**What is expected:** Could you write out the line containing "Given the image above, locate every rocky" and all the lines below it in the data, exactly, through the final one and nothing else?
━━━ Data for review ━━━
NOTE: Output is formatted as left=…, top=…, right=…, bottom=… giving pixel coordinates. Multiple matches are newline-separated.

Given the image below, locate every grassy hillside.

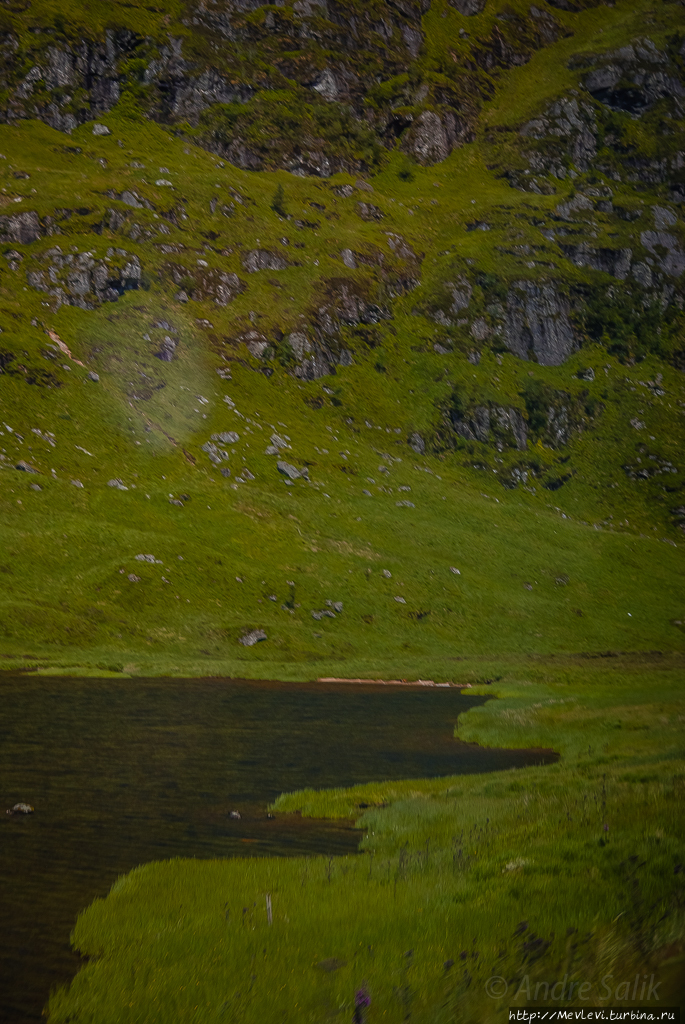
left=0, top=0, right=684, bottom=1018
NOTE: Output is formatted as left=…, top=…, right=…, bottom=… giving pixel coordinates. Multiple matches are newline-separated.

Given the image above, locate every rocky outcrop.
left=451, top=404, right=528, bottom=451
left=583, top=39, right=685, bottom=115
left=241, top=249, right=289, bottom=273
left=26, top=246, right=141, bottom=308
left=0, top=211, right=42, bottom=244
left=504, top=280, right=576, bottom=365
left=561, top=244, right=632, bottom=280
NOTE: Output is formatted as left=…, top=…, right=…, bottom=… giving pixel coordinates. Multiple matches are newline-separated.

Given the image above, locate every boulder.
━━━
**Answer to the problem:**
Given the image above, locate every rocky outcrop.
left=451, top=404, right=528, bottom=451
left=583, top=39, right=685, bottom=115
left=241, top=249, right=289, bottom=273
left=26, top=246, right=141, bottom=308
left=0, top=211, right=42, bottom=244
left=504, top=280, right=576, bottom=365
left=561, top=244, right=632, bottom=280
NOTE: Output is formatted as left=…, top=…, right=…, bottom=… giving pixel coordinates. Multiple matches are newline-separated.

Given the image above, locate every boulder.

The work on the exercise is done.